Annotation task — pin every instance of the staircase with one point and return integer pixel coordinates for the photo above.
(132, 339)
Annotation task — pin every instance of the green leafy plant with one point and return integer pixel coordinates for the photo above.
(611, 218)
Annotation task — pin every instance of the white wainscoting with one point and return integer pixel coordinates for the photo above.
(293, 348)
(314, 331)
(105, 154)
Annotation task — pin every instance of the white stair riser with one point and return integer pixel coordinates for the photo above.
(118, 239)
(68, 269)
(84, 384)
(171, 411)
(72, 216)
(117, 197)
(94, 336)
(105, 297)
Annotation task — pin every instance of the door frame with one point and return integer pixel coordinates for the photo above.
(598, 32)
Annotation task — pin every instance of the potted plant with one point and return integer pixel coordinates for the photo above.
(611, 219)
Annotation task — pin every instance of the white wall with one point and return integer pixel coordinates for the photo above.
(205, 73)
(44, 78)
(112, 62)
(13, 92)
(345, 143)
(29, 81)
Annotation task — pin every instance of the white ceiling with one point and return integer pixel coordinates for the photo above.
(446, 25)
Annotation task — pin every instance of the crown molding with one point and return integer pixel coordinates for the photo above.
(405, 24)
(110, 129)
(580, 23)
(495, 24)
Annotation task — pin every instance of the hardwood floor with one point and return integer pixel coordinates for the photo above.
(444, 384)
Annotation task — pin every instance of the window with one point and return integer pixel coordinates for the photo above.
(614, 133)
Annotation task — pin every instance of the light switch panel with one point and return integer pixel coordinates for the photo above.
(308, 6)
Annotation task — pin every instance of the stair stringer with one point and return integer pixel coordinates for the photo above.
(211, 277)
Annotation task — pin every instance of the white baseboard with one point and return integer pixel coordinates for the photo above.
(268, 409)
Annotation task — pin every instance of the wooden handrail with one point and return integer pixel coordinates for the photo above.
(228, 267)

-----

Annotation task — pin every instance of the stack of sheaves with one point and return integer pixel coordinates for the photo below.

-----

• _Work required_: Which of the lines above contain the word "plant"? Gather each of them and copy it out in full.

• _Task solution_:
Annotation task — pin every instance of the green leafy plant with one point and return integer pixel coordinates for the photo above.
Annotation task — pin every instance of the potted plant with one point and return integer pixel coordinates for the photo above.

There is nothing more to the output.